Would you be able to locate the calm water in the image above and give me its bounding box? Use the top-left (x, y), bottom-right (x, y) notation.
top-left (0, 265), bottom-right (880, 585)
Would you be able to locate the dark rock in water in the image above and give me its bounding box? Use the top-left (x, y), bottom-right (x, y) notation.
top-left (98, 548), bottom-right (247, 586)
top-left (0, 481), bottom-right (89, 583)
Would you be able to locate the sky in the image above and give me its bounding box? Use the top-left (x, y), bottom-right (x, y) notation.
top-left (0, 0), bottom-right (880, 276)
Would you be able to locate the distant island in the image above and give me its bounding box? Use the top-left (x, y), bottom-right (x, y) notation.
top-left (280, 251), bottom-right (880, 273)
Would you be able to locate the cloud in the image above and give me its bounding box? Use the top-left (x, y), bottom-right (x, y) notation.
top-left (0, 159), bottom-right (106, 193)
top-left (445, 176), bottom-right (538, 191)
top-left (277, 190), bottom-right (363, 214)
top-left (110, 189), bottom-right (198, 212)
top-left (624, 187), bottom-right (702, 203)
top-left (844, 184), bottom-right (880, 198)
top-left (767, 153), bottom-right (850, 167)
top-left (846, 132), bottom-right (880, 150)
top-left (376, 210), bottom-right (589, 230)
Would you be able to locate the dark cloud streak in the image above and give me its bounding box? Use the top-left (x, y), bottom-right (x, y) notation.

----

WHAT YOU SHOULD DO
Rewrite everything from the start of the records down through the line containing "top-left (0, 481), bottom-right (89, 583)", swapping "dark rock" for "dark stone" and keeping all else the same.

TASK SOLUTION
Would you be able to locate the calm water in the image above and give me its bounding box? Use the top-left (x, y), bottom-right (x, y) notation.
top-left (0, 265), bottom-right (880, 585)
Would you be able to locate the dark stone in water in the image above and give me its bounding box? Use the top-left (x, y), bottom-right (x, y) notation.
top-left (98, 548), bottom-right (247, 586)
top-left (0, 481), bottom-right (89, 583)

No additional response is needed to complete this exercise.